- PROVIDED TEXT -
▼▼▼

Full Fifth Circuit Court of Appeals Refuses to Rehear Mississippi Law Designed to Close Last Abortion Clinic
Last abortion clinic in the state to remain open while legal challenge continues
(PRESS RELEASE) The full U.S. Court of Appeals for the Fifth Circuit has refused to reconsider the constitutionality of Mississippi’s arbitrary and medically unwarranted law forcing a physician performing abortions to have admitting privileges at a local hospital.
In refusing to reconsider the case, the Fifth Circuit also continued to block the law from taking effect, allowing the last clinic in the state to remain open as the legal challenge continues. The case now heads back to the federal district court.
Following the lawsuit brought by the Center for Reproductive Rights on behalf of the Jackson Women’s Health Organization and Dr. Willie Parker, the law was partially blocked in July 2012 and later fully blocked in April 2013—barring the state from imposing criminal and civil penalties on the clinic doctors and on staff pending the outcome of the litigation. A three-judge panel of the Fifth Circuit heard arguments in the preliminary injunction in April 2014 and upheld the injunction blocking the law in July 2014.

▲▲▲

- EXERCISE DATA -
▼▼▼

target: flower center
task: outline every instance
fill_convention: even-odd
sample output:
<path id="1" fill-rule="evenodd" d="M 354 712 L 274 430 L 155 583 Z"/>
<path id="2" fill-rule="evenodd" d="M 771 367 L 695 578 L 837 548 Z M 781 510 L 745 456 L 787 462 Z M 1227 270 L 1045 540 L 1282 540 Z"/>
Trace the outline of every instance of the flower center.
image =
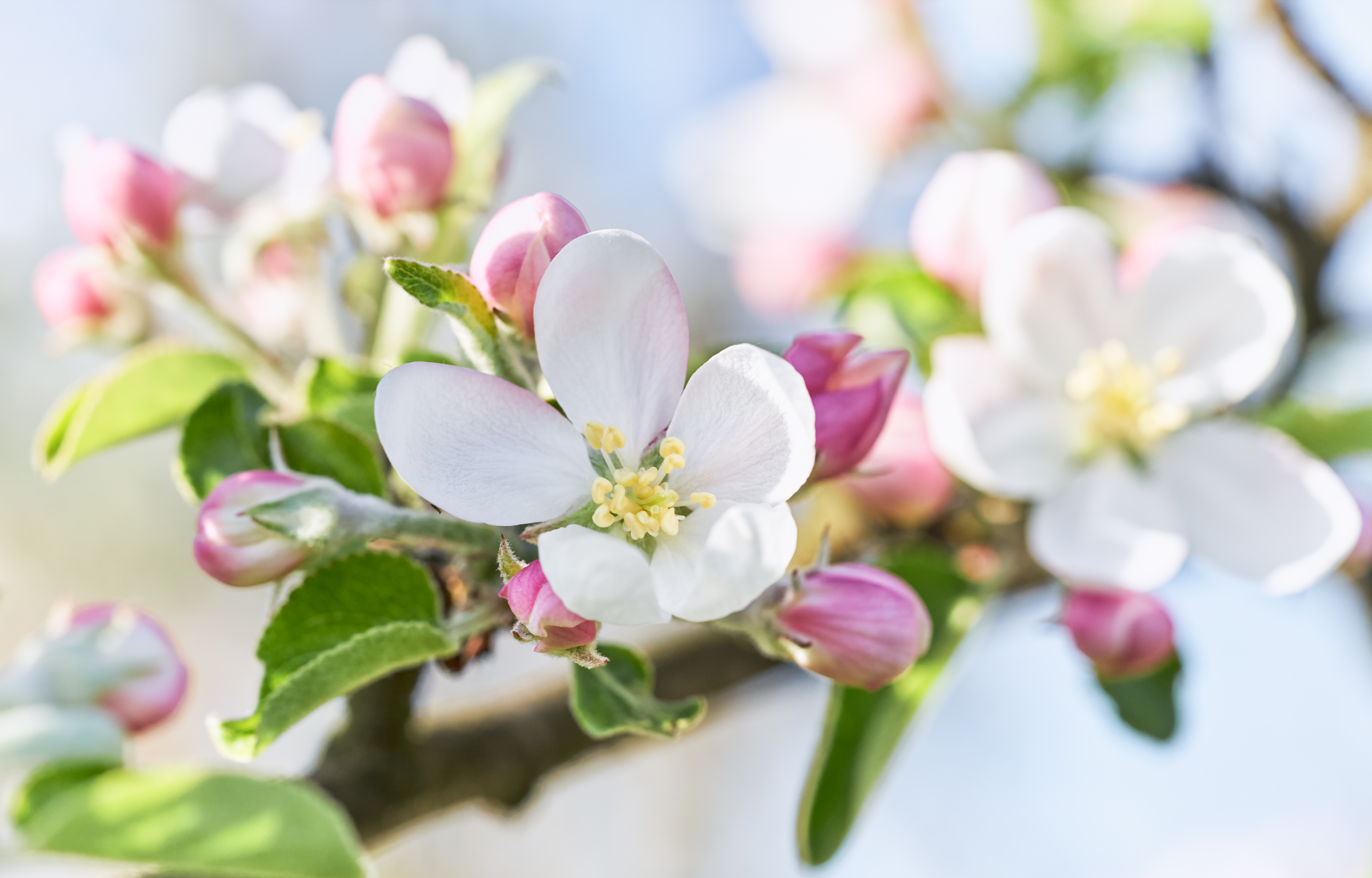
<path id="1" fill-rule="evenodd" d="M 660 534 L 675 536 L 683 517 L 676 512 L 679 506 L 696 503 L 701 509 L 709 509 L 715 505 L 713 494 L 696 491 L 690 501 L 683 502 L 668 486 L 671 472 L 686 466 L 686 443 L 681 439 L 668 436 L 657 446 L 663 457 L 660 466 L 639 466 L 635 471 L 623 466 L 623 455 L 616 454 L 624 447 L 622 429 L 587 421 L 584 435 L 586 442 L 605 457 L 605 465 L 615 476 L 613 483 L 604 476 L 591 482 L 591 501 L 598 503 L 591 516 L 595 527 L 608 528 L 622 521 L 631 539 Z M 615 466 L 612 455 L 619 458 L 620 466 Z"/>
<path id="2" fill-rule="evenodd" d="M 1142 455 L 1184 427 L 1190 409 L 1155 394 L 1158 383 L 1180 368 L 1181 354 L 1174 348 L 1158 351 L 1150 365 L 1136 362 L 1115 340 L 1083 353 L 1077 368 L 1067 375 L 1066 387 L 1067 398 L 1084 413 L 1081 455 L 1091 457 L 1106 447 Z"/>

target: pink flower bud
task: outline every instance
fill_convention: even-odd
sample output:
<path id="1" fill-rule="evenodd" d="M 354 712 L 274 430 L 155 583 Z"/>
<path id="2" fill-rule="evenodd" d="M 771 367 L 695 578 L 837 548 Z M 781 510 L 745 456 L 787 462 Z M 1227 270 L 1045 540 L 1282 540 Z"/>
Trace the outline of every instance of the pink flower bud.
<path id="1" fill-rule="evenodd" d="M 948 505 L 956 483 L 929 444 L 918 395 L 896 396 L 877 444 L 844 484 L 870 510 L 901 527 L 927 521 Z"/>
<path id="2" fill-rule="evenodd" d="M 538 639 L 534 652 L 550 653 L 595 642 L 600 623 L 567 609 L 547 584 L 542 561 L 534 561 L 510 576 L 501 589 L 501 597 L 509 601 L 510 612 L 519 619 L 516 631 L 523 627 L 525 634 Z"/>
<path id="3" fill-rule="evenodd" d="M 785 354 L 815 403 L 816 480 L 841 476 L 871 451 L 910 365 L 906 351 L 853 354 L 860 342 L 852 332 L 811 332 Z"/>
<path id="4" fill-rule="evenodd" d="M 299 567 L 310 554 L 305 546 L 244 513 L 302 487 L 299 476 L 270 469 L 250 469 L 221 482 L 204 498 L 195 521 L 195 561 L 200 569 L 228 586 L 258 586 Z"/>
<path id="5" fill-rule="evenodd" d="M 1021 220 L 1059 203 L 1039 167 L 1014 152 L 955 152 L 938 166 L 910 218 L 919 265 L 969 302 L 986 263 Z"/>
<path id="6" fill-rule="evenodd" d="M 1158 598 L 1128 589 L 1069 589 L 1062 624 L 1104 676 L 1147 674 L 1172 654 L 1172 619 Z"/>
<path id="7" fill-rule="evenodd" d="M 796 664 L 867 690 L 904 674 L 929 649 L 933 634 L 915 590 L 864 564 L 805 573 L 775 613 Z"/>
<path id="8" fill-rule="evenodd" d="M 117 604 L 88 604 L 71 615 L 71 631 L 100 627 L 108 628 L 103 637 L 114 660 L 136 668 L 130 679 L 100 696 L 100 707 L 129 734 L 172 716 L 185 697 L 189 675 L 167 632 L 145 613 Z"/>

▲▲▲

- WHAT YOU NEED TO DO -
Set down the press release text word for word, between "In refusing to" and "federal district court.", inclusive.

- ANSWER BOX -
In refusing to reconsider the case, the Fifth Circuit also continued to block the law from taking effect, allowing the last clinic in the state to remain open as the legal challenge continues. The case now heads back to the federal district court.